▶ _Given passage_
____

Heading out of Chamonix at 6pm on Friday 26 August 2016, the first few kilometres of the race were met with an overwhelming number of supporters, ringing cow bells and some much unexpected climbing. Having looked at the race profile and seen nothing but a completely flat line for the first 8km, the substantially undulating terrain took me by complete surprise. I quickly realised that those long, steep climbs later in the profile were going to require far more grit than I had thought.

A race that begins with 2555 runners from 87 different nationalities is unique in many ways. For the first few hours I hardly heard anyone say a word, even though hundreds of people were with me. We were all there to move forward as efficiently as possible, avoid being impaled on one of the many trekking poles at work and to keep breathing as we began to increasingly feel the altitude. For those who could say a few words, the fact that they did not know who else spoke the same language as them, seemed to deter any conversation from sparking and so it began as a very silent race. My first piece of conversation became the quote of the day however. Just before I left for France, a good friend bought me a new pair of really beautiful gaiters for my birthday – thanks again Ta! Heading down the first major descent, I accidentally cut-off an older British gentleman, who as I quickly apologised responded with: “My dear, how could I ever be upset about tripping over such pretty gaiters”. From then on I was known as “pretty shoes” whenever we became reunited on the route.

____

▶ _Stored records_

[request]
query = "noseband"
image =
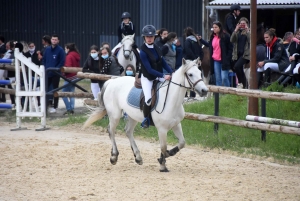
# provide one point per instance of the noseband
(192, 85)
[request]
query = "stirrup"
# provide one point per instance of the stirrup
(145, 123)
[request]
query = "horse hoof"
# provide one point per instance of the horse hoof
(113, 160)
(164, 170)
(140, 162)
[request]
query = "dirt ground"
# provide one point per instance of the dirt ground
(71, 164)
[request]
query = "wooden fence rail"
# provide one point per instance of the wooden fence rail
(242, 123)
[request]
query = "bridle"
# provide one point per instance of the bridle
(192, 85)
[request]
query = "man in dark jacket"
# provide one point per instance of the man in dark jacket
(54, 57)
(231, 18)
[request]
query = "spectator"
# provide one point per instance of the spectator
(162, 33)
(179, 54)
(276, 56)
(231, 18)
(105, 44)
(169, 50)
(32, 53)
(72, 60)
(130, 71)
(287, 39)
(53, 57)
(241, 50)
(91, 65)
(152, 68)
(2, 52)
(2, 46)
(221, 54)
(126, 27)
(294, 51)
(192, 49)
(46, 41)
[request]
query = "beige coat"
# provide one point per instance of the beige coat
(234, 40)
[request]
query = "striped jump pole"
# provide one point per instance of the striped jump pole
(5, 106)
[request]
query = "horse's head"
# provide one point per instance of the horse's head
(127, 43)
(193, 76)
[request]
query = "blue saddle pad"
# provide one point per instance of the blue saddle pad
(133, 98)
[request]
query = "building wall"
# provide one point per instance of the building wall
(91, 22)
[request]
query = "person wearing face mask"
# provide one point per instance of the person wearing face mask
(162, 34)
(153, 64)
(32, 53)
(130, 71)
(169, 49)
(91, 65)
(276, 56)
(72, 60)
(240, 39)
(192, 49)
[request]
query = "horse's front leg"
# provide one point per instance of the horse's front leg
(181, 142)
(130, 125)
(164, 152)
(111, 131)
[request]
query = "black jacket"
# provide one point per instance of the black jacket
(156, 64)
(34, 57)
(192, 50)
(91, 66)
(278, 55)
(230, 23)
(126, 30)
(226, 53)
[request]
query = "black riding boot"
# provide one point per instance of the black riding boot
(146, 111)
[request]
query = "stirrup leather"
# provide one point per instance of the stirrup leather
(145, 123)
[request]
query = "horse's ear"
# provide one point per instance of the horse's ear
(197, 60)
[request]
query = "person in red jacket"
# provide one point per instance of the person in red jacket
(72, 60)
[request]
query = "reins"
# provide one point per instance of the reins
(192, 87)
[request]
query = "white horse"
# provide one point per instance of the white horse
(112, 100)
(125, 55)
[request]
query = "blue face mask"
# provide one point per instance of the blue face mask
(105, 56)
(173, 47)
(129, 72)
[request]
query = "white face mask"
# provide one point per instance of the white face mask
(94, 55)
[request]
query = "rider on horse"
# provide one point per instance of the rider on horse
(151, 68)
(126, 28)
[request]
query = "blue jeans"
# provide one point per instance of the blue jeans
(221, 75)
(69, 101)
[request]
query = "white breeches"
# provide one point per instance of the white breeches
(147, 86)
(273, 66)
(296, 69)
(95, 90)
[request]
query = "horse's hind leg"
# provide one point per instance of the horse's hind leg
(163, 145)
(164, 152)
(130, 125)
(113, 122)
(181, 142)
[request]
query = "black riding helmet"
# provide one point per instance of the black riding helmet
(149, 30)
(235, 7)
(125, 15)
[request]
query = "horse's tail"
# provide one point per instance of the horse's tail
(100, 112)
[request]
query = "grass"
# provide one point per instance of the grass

____

▶ _Your goal_
In the race account, what met the runners during the first few kilometers out of Chamonix? The records were drawn from a different source than the text.

▶ _Solution to the problem_
An overwhelming number of supporters, ringing cow bells and some much unexpected climbing.